Exercises =
a – In the mutex_trylock mailing-list thread, what value does mutex_trylock() return when the lock is taken?
b – Please set down the passage of the mutex_trylock mailing-list thread between "Can't you use" and "the mutex internals.", inclusive, word for word.
c – Write the next part of the mutex_trylock mailing-list thread, picking up after its final line.

Supplied text =
►

Can't you use a kref here? Even if it looks like more overhead it is
much cleaner. There will be no questions regarding possible races,
while with an approach like yours will always smell racy (can't there
be someone taking the mutex just after above test?).

In no case you should make use of the mutex internals.


Juergen

Stefano Stabellini Nov. 13, 2017, 6:30 p.m. UTC | #3

On Fri, 10 Nov 2017, Boris Ostrovsky wrote:
> On 11/10/2017 06:57 PM, Stefano Stabellini wrote:
> > On Tue, 7 Nov 2017, Juergen Gross wrote:
> > > On 06/11/17 23:17, Stefano Stabellini wrote:
> > > > mutex_trylock() returns 1 if you take the lock and 0 if not. Assume you
> > > > take in_mutex on the first try, but you can't take out_mutex. Next times
> > > > you call mutex_trylock() in_mutex is going to fail. It's an endless
> > > > loop.
> > > > 
> > > > Solve the problem by moving the two mutex_trylock calls to two separate
> > > > loops.
> > > > 
> > > > Reported-by: Dan Carpenter <dan.carpenter@oracle.com>
> > > > Signed-off-by: Stefano Stabellini <sstabellini@kernel.org>
> > > > CC: boris.ostrovsky@oracle.com
> > > > CC: jgross@suse.com
> > > > ---
> > > >   drivers/xen/pvcalls-front.c | 5 +++--
> > > >   1 file changed, 3 insertions(+), 2 deletions(-)

◄

Entries from an annotation dataset =

►

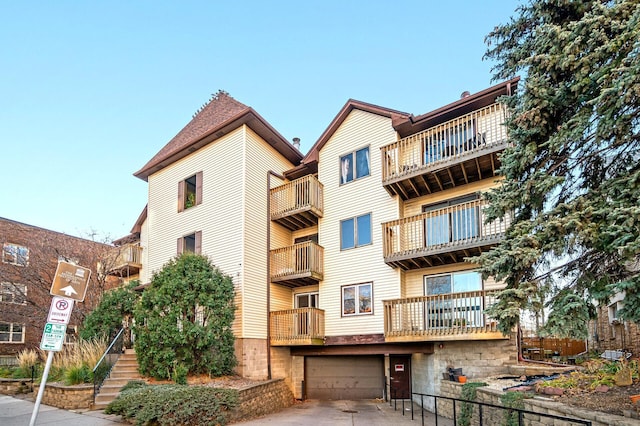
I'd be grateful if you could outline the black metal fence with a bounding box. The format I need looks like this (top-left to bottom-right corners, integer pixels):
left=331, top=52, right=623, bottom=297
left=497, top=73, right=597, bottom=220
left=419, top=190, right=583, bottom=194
left=389, top=389, right=592, bottom=426
left=93, top=328, right=124, bottom=402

◄

Exercise results =
a – It returns 1.

b –
Can't you use a kref here? Even if it looks like more overhead it is
much cleaner. There will be no questions regarding possible races,
while with an approach like yours will always smell racy (can't there
be someone taking the mutex just after above test?).

In no case you should make use of the mutex internals.

c –
> > > > 
> > > > diff --git a/drivers/xen/pvcalls-front.c b/drivers/xen/pvcalls-front.c
> > > > index 0c1ec68..047dce7 100644
> > > > --- a/drivers/xen/pvcalls-front.c
> > > > +++ b/drivers/xen/pvcalls-front.c
> > > > @@ -1048,8 +1048,9 @@ int pvcalls_front_release(struct socket *sock)
> > > >   		 * is set to NULL -- we only need to wait for the
> > > > existing
> > > >   		 * waiters to return.
> > > >   		 */
> > > > -		while (!mutex_trylock(&map->active.in_mutex) ||
> > > > -			   !mutex_trylock(&map->active.out_mutex))
> > > > +		while (!mutex_trylock(&map->active.in_mutex))
> > > > +			cpu_relax();
> > > > +		while (!mutex_trylock(&map->active.out_mutex))
> > > >   			cpu_relax();
> > > 
> > > Any reason you don't just use mutex_lock()?
> > 
> > Hi Juergen, sorry for the late reply.
> > 
> > Yes, you are right. Given the patch, it would be just the same to use
> > mutex_lock.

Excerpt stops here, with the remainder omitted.